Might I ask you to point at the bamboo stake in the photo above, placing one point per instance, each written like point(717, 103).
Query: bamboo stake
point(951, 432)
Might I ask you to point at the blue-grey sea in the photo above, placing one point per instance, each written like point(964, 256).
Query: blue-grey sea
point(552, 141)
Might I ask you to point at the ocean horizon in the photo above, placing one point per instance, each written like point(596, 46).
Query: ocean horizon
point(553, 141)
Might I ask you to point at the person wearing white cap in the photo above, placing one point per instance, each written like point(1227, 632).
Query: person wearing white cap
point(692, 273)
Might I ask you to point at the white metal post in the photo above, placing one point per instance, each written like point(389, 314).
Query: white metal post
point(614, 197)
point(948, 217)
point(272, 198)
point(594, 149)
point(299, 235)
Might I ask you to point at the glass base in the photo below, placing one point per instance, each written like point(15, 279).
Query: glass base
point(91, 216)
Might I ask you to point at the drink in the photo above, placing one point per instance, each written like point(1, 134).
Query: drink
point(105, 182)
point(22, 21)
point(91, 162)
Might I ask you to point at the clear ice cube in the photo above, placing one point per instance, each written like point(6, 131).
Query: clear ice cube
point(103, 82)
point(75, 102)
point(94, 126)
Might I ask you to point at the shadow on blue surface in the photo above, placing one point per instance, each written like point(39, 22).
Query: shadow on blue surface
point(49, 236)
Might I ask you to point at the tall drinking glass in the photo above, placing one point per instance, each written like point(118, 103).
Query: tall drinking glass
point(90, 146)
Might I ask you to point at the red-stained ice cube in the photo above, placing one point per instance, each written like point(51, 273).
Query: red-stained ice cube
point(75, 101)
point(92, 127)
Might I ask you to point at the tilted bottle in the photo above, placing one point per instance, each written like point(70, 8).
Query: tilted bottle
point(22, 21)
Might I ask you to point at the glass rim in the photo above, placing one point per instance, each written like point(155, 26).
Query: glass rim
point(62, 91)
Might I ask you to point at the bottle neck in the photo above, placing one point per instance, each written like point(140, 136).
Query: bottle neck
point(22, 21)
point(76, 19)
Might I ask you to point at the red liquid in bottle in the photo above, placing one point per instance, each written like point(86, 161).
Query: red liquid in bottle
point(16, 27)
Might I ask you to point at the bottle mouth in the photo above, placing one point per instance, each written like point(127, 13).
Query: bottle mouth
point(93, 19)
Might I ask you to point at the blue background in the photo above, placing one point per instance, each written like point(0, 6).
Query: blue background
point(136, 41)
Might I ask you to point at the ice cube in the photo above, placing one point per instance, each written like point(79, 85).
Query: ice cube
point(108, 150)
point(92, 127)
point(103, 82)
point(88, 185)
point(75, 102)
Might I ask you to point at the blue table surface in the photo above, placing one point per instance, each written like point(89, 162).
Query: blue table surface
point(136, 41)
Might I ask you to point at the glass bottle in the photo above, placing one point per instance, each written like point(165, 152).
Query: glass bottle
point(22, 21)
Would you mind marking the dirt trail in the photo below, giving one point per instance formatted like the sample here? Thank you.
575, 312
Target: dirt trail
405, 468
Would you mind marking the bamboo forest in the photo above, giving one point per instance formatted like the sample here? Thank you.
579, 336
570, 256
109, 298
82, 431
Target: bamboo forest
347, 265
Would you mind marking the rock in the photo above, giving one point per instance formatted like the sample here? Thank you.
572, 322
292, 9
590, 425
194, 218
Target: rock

+---+

Task statement
Filter the preceding entries down to the lines with "below".

Problem solution
Might I ask you to point at the glass base in the photo below, placing one point per instance, each written like point(15, 279).
Would you mind marking the dirt trail in the photo below, giving one point per instance formatted like the sample here? Thank you.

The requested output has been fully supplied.